> [The exercise]:
Reproduce the stretch from "In an era of" through "of feminist organizing." in the passage on feminist organizing in Canada.

> [Selected passage]:
------------------------------------
Indeed, rumours of the death of feminism have been grossly exaggerated — but critiques of the state of feminism organizing are bang on: is there really a national feminist movement to speak of?
Schrodinger’s Cat feminism in Canada emerged from the ashes of the National Action Committee on the Status of Woman (NAC), the national feminist organization that helped to bring together feminists from across English Canada. NAC was an important site of struggle for feminists in Canada, but it didn’t survive the 1990s.
Today, there are two generations of activists who have never organized in a world with a NAC.
In Quebec, national feminist organizations have survived and continue to intervene on public policy debates and political discussion. Their visibility and relevance offer a stark example of what is missing in English Canada.
In an era of neoliberalism and political atomization, the lack of NAC (or something that might have replaced it) has left mainstream feminist organizing rudderless. Women in English Canada can’t decide to work inside or outside a mainstream feminist movement and this has important implications on the health of feminist organizing and debate in Canada.
The most important site of feminist activism is on the ground. Service organizations, direct action groups who confront Right-to-Life bullshit, campus women’s centres: these remain critical to fostering feminist organizing and growth. But they have limited reach. Increasingly, what has replaced organizations are individuals who, either because of their good work, their access to a platform, their access to media or all three, have become the voice and face of feminist organizing.
------------------------------------
> [Entries]:

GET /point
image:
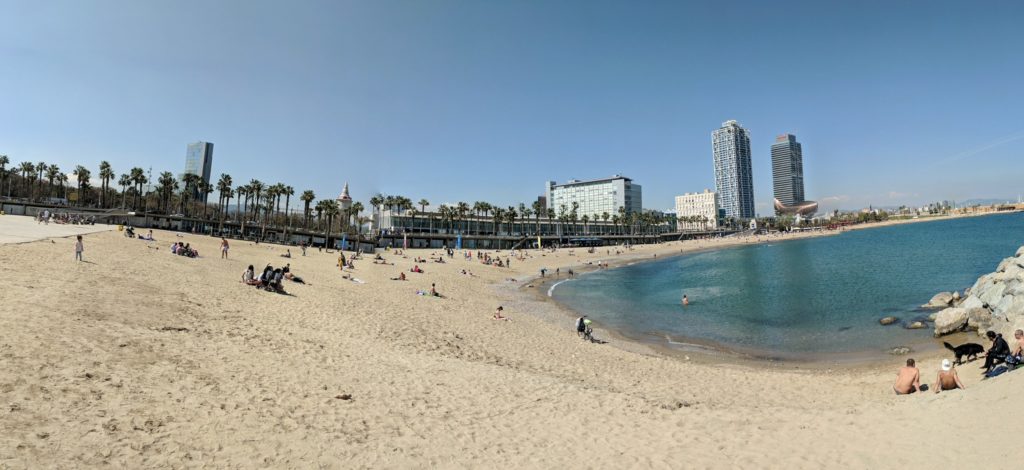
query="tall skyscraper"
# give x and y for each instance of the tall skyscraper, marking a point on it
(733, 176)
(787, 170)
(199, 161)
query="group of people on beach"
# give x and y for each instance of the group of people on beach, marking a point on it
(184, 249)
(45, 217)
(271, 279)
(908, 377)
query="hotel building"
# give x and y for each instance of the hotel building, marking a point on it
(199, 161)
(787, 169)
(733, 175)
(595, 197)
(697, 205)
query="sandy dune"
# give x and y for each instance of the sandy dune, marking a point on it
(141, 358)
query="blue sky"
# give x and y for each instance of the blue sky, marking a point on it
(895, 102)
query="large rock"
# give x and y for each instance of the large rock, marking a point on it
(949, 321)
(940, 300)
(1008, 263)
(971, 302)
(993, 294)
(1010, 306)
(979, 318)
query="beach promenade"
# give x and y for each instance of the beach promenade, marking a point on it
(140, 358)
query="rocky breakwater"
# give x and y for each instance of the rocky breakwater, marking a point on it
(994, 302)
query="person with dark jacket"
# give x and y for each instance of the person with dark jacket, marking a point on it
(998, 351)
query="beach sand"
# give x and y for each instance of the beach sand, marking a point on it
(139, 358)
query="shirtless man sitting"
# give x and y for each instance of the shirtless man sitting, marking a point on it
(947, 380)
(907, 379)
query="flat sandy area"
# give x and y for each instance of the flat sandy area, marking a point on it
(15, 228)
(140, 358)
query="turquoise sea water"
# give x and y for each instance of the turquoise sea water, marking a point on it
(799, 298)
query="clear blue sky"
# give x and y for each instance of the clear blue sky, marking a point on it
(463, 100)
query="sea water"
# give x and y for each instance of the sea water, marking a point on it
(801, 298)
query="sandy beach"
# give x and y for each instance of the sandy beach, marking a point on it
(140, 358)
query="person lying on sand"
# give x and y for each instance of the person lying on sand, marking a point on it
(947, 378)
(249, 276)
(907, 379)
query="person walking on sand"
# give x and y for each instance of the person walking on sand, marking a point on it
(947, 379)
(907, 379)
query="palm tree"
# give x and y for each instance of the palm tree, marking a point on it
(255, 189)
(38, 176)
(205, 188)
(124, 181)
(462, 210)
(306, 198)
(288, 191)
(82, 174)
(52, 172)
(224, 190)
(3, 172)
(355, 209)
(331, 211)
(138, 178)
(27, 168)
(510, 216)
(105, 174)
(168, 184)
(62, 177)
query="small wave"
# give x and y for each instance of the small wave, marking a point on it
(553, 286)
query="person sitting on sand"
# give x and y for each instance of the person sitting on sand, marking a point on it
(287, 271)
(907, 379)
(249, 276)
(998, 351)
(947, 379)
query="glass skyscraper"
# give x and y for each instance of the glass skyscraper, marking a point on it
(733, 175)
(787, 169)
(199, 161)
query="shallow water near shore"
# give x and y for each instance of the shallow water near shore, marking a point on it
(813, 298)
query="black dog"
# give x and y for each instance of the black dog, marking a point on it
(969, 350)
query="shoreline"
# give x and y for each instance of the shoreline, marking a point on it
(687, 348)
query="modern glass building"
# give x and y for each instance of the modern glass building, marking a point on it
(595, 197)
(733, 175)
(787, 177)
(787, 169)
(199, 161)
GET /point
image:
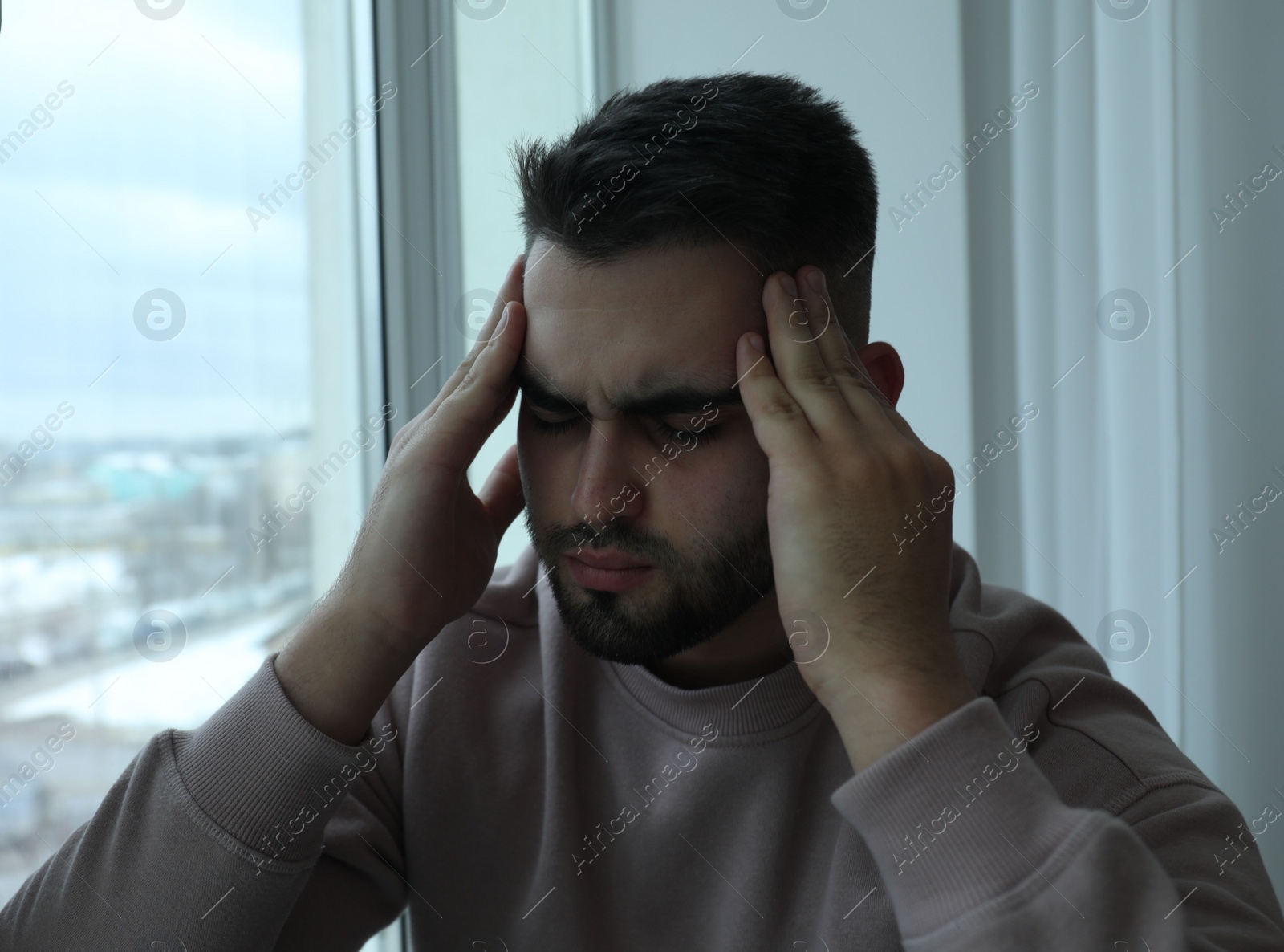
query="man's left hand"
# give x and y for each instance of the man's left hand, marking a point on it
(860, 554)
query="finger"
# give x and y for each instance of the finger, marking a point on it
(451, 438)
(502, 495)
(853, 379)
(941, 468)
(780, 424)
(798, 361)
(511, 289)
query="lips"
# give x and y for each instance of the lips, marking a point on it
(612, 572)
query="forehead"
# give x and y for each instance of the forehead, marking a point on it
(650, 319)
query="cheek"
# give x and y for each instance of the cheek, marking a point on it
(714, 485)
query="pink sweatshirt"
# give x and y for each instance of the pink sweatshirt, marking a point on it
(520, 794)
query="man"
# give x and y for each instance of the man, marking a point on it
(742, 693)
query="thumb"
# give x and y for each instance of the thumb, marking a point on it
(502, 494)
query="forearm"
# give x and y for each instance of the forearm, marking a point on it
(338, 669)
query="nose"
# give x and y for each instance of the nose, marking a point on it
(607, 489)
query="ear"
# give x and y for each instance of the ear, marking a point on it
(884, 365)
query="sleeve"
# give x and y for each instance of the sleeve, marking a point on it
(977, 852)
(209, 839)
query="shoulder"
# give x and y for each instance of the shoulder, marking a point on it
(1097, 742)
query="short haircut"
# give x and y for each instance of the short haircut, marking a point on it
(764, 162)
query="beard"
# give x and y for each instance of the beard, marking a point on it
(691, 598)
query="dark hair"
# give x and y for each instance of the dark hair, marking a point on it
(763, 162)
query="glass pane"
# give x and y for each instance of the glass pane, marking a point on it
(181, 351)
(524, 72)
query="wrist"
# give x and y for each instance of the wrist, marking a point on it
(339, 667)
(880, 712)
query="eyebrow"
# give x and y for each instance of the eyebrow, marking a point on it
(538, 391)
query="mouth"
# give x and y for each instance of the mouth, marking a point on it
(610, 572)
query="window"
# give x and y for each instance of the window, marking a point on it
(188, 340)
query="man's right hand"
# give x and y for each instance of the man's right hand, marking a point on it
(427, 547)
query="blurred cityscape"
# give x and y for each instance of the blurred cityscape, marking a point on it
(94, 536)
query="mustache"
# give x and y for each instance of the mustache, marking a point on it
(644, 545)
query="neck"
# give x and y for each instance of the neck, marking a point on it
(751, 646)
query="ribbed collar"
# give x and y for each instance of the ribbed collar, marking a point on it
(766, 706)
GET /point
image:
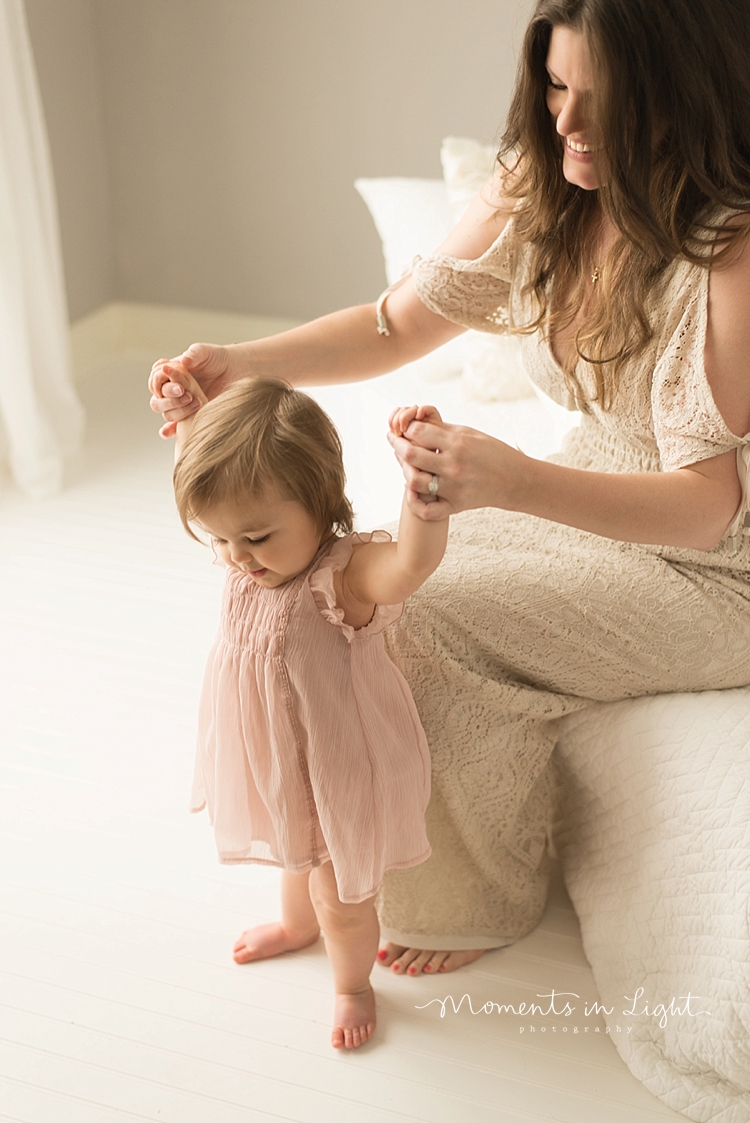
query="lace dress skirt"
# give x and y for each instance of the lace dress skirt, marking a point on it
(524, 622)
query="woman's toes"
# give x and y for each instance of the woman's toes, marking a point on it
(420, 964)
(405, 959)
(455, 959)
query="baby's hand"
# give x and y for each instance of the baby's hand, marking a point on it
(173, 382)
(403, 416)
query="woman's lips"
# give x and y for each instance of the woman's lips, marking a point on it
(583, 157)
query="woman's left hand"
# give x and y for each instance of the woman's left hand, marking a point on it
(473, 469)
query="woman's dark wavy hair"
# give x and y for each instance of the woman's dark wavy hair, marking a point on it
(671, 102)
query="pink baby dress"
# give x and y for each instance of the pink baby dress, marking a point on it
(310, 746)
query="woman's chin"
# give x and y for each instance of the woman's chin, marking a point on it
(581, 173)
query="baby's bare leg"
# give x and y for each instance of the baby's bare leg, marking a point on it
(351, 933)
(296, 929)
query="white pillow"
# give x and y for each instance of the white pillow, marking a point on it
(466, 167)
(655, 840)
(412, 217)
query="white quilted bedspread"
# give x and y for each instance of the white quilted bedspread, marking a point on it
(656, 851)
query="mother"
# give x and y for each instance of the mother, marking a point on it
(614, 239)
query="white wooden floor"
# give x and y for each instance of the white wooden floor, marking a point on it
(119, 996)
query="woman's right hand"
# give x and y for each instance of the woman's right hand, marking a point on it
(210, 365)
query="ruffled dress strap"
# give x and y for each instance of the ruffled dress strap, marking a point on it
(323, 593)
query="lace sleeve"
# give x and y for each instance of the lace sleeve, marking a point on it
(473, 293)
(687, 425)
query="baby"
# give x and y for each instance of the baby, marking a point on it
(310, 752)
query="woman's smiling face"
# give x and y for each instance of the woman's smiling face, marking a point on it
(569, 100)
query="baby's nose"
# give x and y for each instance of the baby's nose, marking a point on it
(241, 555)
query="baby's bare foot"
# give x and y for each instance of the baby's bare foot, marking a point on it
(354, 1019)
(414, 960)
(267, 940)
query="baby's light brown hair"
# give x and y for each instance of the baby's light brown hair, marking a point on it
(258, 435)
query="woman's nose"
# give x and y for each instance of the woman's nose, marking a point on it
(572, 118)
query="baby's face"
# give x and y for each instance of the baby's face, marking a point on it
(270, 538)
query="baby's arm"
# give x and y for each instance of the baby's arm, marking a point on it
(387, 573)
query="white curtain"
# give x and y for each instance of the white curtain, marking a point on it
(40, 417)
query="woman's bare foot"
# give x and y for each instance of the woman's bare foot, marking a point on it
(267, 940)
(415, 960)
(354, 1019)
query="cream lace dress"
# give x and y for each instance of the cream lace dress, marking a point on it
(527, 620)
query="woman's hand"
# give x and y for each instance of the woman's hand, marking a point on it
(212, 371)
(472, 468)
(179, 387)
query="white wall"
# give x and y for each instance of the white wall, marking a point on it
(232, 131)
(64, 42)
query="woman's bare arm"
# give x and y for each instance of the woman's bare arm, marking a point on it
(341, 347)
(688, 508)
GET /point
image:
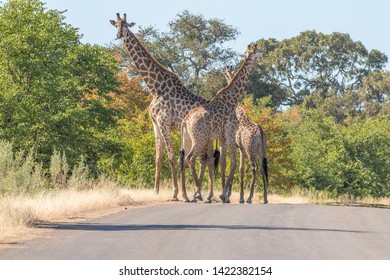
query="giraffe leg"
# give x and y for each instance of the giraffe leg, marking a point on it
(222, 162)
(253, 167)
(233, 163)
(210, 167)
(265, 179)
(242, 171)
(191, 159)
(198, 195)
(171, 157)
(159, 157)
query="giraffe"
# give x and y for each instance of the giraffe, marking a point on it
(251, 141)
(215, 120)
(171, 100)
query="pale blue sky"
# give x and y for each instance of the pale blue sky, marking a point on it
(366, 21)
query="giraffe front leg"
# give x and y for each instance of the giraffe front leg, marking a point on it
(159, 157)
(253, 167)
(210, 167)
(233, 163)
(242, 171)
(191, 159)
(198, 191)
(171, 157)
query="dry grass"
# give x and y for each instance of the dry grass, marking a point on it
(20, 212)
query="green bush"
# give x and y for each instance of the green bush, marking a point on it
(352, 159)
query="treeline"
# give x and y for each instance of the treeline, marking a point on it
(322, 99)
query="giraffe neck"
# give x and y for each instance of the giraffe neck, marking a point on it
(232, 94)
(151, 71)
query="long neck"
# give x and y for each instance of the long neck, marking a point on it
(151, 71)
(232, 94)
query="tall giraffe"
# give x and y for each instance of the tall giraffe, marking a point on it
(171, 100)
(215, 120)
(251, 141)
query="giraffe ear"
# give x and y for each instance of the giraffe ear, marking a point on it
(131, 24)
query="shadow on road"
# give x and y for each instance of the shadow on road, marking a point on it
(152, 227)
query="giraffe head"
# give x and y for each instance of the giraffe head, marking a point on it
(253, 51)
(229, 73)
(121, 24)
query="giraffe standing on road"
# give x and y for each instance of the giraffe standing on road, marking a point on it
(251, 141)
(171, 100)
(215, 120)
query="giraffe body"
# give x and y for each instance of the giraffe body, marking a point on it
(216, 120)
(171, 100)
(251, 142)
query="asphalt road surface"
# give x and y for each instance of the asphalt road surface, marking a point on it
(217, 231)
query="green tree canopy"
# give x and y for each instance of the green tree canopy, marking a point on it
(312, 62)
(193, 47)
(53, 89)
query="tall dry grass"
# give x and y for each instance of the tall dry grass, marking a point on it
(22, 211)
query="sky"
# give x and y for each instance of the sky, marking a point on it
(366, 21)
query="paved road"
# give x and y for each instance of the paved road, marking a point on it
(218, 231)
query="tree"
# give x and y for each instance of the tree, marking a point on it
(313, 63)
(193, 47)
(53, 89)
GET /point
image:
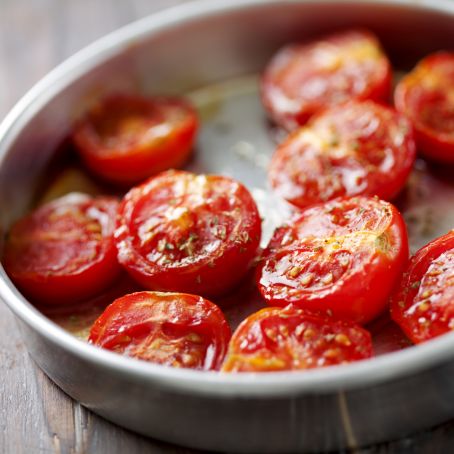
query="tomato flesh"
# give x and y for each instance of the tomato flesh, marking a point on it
------------------------------------
> [Completed task]:
In an era of neoliberalism and political atomization, the lack of NAC (or something that might have replaced it) has left mainstream feminist organizing rudderless. Women in English Canada can’t decide to work inside or outside a mainstream feminist movement and this has important implications on the health of feminist organizing and debate in Canada.
The most important site of feminist activism is on the ground. Service organizations, direct action groups who confront Right-to-Life bullshit, campus women’s centres: these remain critical to fostering feminist organizing and growth. But they have limited reach. Increasingly, what has replaced organizations are individuals who, either because of their good work, their access to a platform, their access to media or all three, have become the voice and face of feminist organizing.